* DATA RECORDS *
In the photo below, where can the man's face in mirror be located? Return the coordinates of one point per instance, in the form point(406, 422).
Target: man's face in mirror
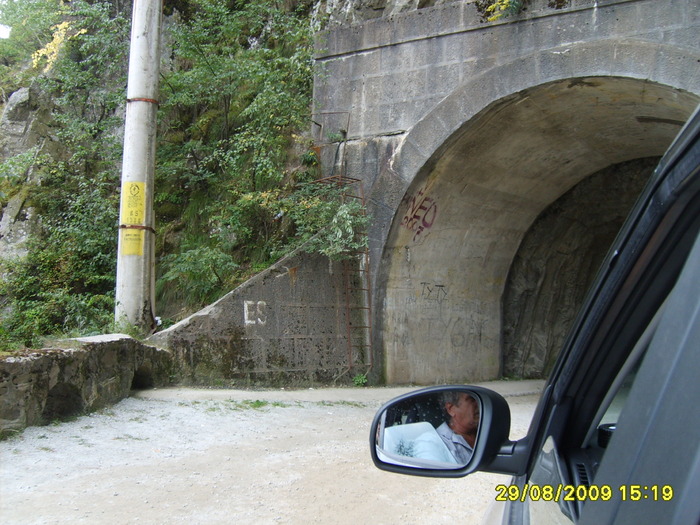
point(464, 415)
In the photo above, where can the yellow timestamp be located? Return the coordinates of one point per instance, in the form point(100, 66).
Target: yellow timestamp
point(561, 492)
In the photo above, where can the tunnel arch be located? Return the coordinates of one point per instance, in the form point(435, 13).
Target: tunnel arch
point(478, 171)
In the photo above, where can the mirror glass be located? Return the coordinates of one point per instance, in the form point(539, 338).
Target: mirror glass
point(436, 430)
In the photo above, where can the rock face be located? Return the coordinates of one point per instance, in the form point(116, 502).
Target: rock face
point(41, 386)
point(23, 130)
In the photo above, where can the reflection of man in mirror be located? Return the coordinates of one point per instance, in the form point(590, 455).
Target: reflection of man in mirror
point(459, 431)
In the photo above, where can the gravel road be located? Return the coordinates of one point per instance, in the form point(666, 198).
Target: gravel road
point(195, 456)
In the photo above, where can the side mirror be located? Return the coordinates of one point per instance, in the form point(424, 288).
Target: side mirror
point(445, 431)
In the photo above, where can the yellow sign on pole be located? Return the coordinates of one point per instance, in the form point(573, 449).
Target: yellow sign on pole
point(133, 213)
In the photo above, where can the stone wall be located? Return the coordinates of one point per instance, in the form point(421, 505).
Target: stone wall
point(38, 387)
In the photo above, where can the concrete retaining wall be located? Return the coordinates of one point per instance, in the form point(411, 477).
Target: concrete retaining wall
point(285, 326)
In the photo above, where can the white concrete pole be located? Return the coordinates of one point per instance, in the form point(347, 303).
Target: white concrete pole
point(135, 293)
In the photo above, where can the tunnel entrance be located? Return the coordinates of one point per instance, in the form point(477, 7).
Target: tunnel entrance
point(558, 260)
point(456, 276)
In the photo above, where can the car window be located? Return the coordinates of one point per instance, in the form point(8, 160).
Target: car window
point(557, 493)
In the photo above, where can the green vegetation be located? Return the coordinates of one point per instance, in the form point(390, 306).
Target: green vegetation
point(235, 168)
point(360, 380)
point(497, 9)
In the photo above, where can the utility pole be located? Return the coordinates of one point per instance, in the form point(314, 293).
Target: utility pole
point(135, 292)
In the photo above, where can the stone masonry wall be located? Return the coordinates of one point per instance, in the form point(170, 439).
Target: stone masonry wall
point(40, 386)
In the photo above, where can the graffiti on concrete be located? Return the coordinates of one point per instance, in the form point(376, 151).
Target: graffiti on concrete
point(254, 312)
point(433, 292)
point(421, 214)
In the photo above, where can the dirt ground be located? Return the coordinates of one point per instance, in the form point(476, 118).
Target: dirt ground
point(233, 456)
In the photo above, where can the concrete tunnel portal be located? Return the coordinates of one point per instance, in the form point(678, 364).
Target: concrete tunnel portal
point(502, 230)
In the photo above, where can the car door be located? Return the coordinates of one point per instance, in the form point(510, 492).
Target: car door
point(618, 436)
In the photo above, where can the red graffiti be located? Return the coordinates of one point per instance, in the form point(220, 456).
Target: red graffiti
point(421, 214)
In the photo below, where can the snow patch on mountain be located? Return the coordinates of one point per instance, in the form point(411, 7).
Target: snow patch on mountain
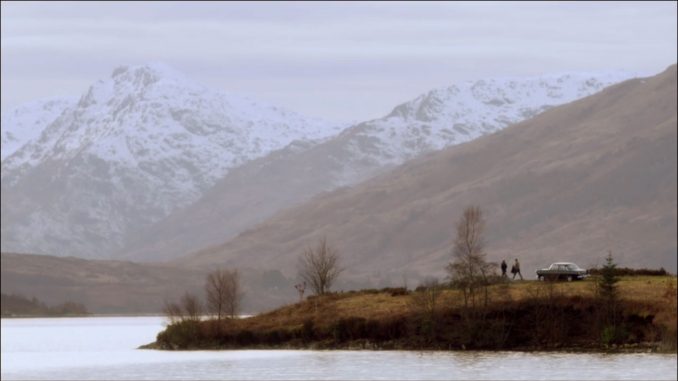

* REQUEST *
Render all of the records above as a numbered list with one line per item, leaving out blank lines and the pictures.

* THE RESPONSE *
1. In the photo below, where can the man's face in mirror be located? Return the coordinates of one point per instance, in the form point(406, 422).
2. Target: man's face in mirror
3. point(464, 415)
4. In the photo above, where can the yellow timestamp be located? Return the coordinates of one point per instance, in the form point(100, 66).
5. Target: yellow timestamp
6. point(561, 492)
7. In the photo above, where can the tunnel arch be located? Return the coordinates of one point per instance, in the form point(435, 13).
8. Target: tunnel arch
9. point(478, 171)
10. In the photo above, where can the mirror glass be located? Return the coordinates of one point per instance, in the form point(539, 338).
11. Target: mirror glass
12. point(436, 430)
13. In the photo above, where can the rock face be located? Return the coordinates of one point per instance, in the form point(116, 502).
14. Target: rock face
15. point(41, 386)
16. point(23, 130)
17. In the photo above, where can the reflection of man in mirror be located? Return the coordinates of one point per instance, in the form point(590, 455).
18. Target: reflection of man in mirror
19. point(459, 431)
20. In the photo above, where can the gravel road be located? Return the coordinates of one point per instance, in the form point(666, 198).
21. Target: gravel road
22. point(195, 456)
23. In the photo above, where can the side mirror be located? Return the coordinates of one point per instance, in the form point(424, 288).
24. Target: side mirror
25. point(445, 431)
26. In the photo above, where can the yellow sign on pole be located? Return the coordinates of one point per instance, in the form point(573, 449).
27. Target: yellow sign on pole
28. point(133, 213)
29. In the photo above, where can the stone wall be located? Return the coordinates of one point per instance, in the form point(421, 505).
30. Target: stone wall
31. point(38, 387)
32. In the photo above, where can the concrete retaining wall be located? Return the coordinates of one point per instance, in the form point(411, 477).
33. Target: concrete retaining wall
34. point(285, 326)
35. In the photo above, where can the white concrete pole be located? Return the coordinates of one point per instance, in the form point(347, 303).
36. Target: white concrete pole
37. point(135, 293)
38. In the photo above, where can the tunnel entrance be located? Return the coordinates of one point per instance, in the form point(477, 7).
39. Target: tunnel entrance
40. point(558, 260)
41. point(456, 276)
42. In the photo above, where can the car window be located? Return the coordinates of one point per instance, in the form point(8, 160).
43. Target: car window
44. point(557, 493)
45. In the photo above, where can the green vegetation be located? Return the coordinates of one point per instance, in the form point(390, 306).
46. Target: green vegetation
47. point(235, 168)
48. point(360, 380)
49. point(497, 9)
50. In the photo above, where can the utility pole be located? Return the coordinates of one point per instance, in the form point(314, 293).
51. Target: utility pole
52. point(135, 292)
53. In the photo above, where can the stone masonry wall be located? Return the coordinates of one point per instance, in the form point(170, 439).
54. Target: stone masonry wall
55. point(40, 386)
56. In the photo above, where can the graffiti on concrete be located? Return the coordinates of one point per instance, in the form point(376, 151).
57. Target: graffiti on concrete
58. point(254, 312)
59. point(433, 292)
60. point(421, 214)
61. In the photo above, where can the dirt ground be located? Return the coordinates of one point per instance, in the form point(476, 118).
62. Target: dirt ground
63. point(233, 456)
64. In the photo above, where can the concrete tunnel portal be located? Return the coordinates of one point per instance, in the form point(678, 364).
65. Target: concrete tunnel portal
66. point(502, 230)
67. In the photo above, where can the car door be located? Return the coordinates of one point per instance, in the form point(510, 492).
68. Target: car door
69. point(618, 436)
70. In the photo above, where can the red graffiti be located? Return the coordinates of one point per instance, in the form point(220, 456).
71. Target: red graffiti
72. point(421, 214)
73. In the photo below, where can the snow patch on mountain be located? Return the coordinates of one point per instance, in the form point(411, 7).
74. Target: snow patch on mountain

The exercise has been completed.